Exercise aim =
Write out, word for word, the stretch of the article on the SEIU 503 forgery lawsuit from "The Freedom Foundation filed" through "Oregon public employees.".

START Reading text

Oregon’s largest government union, Service Employees International Union Local 503 (SEIU 503), has made a lot of noise singing its own praises for supporting front-line workers that kept the state running during the COVID-19 pandemic.
But SEIU leaders themselves are far from angels.
According to a fifth forgery lawsuit filed against SEIU 503 last week, the union has been employing the same racketeering criminal tactics that brought down infamous mobster John Gotti.
The Freedom Foundation filed suit on behalf of Oregon Department of Transportation employee Staci Trees, alleging the union not only denied her request to opt out and stop paying dues, but also authored a series of dishonest electronic communications and even forged Trees’ signature on a membership card so they could keep paying themselves nearly $100 a month in dues from her paycheck.
The Freedom Foundation has already filed forgery lawsuits against SEIU 503 for four other Oregon public employees.
Union forgeries aren’t just happening in Oregon. The Freedom Foundation has uncovered as many as 10 instances of union officials forging employee signatures on membership forms in neighboring Washington and California, as well.
This disturbing pattern led the Freedom Foundation to charge SEIU 503 with violating the Racketeer Influenced and Corrupt Organizations (RICO) Act.
The RICO Act was designed as a tool to go after organized crime, but the law also covers “fraud and related activity in connection with identification documents.”
Simply put, the Freedom Foundation lawsuit alleges that when they lied to Trees in a series of emails and instructed the state to take money from her paychecks on the authority of a forged signature, SEIU 503 officials committed wire fraud, a federal offense.
If Staci Trees’ experience with the union was an isolated incident, it could be chalked up as an unfortunate mistake or perhaps a single bad actor at SEIU 503.
But five times within the same union local suggests a coordinated, deliberate decision to commit criminal acts for the sake of protecting its cash cow.
In these cases, SEIU 503 obviously has demonstrated an adopted practice of fighting every attempt to leave the union —including committing fraud.
In 2018, the U.S. Supreme Court recognized in Janus v. AFSCME that requiring public employees to financially support a union either through membership dues or agency fees constitutes a violation of the workers’ First Amendment rights to free speech and association – or non-association.

END Reading text
START Information supplied

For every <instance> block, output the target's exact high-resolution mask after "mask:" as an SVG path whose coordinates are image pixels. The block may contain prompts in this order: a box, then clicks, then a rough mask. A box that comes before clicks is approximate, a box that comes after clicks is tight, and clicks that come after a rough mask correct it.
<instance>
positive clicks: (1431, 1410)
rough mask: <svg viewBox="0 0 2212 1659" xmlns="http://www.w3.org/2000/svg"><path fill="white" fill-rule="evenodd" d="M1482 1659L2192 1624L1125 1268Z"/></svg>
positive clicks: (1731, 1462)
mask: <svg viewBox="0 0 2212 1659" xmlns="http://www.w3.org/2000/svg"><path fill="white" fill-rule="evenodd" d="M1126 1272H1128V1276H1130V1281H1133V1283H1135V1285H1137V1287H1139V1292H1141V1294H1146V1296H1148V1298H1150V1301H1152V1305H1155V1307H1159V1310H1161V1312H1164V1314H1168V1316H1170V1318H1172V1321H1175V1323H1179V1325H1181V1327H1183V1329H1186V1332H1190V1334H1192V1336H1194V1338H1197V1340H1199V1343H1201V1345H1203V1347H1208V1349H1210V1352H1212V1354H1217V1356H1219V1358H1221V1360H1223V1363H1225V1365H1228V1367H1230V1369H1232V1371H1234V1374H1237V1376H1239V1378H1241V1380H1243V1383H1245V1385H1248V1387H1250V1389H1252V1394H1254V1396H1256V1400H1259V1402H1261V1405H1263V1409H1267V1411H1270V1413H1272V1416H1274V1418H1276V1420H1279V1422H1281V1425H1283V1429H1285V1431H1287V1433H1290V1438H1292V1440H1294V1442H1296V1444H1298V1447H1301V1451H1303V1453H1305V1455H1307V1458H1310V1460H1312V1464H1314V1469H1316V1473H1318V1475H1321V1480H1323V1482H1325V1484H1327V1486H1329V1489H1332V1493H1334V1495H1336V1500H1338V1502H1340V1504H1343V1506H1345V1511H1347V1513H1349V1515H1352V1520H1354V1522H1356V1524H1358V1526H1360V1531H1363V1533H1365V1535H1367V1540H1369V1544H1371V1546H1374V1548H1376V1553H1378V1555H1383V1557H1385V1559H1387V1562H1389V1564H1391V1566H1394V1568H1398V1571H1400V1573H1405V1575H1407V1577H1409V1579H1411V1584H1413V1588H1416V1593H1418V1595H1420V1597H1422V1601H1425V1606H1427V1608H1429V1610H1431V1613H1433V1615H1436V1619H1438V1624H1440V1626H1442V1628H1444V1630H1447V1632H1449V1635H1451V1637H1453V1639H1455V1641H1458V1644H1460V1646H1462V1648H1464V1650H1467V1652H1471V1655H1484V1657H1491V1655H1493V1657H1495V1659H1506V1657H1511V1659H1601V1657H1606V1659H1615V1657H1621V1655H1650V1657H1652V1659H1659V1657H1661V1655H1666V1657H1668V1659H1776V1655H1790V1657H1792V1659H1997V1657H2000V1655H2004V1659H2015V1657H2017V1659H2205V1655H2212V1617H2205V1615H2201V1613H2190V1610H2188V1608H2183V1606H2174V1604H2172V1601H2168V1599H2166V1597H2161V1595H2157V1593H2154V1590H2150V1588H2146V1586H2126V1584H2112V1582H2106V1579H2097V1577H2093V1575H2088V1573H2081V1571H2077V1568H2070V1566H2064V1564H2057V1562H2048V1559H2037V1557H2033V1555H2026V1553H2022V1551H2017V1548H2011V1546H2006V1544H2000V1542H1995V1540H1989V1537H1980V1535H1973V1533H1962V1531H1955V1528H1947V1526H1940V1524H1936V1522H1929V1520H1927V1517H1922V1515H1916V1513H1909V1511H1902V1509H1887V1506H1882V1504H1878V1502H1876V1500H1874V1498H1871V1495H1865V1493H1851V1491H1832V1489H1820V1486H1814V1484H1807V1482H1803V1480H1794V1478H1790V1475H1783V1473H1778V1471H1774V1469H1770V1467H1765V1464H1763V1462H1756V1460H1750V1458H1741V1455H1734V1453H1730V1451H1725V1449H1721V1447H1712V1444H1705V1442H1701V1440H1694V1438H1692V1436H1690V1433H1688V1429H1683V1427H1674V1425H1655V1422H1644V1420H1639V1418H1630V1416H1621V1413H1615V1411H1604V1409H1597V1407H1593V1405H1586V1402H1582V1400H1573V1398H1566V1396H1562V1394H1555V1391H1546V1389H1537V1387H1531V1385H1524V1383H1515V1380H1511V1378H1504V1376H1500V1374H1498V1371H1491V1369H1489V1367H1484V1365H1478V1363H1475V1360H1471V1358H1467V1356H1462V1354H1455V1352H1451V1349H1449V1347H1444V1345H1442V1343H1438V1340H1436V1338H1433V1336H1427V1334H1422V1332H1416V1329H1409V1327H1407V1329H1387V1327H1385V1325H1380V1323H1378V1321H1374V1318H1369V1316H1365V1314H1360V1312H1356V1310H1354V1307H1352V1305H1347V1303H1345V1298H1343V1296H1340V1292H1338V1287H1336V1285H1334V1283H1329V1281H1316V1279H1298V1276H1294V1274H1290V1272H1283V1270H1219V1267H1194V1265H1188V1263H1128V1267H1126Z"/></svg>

END Information supplied

Result of this exercise =
The Freedom Foundation filed suit on behalf of Oregon Department of Transportation employee Staci Trees, alleging the union not only denied her request to opt out and stop paying dues, but also authored a series of dishonest electronic communications and even forged Trees’ signature on a membership card so they could keep paying themselves nearly $100 a month in dues from her paycheck.
The Freedom Foundation has already filed forgery lawsuits against SEIU 503 for four other Oregon public employees.